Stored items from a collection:
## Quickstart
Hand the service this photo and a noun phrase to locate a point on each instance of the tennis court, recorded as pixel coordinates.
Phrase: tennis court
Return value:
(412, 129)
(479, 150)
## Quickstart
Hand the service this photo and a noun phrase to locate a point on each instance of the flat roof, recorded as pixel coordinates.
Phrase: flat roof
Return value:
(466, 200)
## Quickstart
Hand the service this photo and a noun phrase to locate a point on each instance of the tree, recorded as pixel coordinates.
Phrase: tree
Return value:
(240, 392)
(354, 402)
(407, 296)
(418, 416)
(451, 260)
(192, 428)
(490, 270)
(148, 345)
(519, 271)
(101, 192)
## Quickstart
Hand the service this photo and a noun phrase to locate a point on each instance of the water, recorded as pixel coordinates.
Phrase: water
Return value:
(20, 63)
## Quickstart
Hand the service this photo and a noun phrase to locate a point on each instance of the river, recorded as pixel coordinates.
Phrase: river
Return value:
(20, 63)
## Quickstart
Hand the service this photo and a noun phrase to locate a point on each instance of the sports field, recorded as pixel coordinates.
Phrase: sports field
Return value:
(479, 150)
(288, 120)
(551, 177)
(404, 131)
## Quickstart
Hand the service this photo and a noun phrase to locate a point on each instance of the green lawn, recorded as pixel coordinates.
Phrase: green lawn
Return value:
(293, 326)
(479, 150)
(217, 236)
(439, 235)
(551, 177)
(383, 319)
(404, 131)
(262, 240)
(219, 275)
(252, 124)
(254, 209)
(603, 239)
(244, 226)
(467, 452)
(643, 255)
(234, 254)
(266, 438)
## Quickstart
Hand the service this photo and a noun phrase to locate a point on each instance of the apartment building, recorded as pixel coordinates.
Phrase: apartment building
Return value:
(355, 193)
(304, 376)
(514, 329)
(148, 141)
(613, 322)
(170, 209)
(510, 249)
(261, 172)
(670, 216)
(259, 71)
...
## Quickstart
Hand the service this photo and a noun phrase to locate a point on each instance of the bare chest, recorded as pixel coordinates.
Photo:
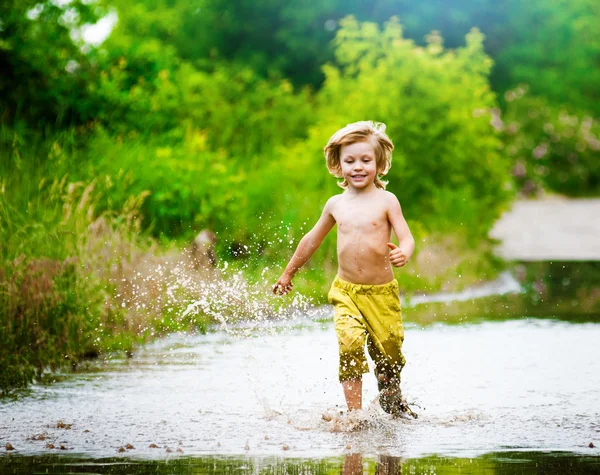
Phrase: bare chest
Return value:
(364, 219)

#### Directions
Determine the number of lines in the data above that include the word "chest", then answer with that number alone.

#### Answer for the task
2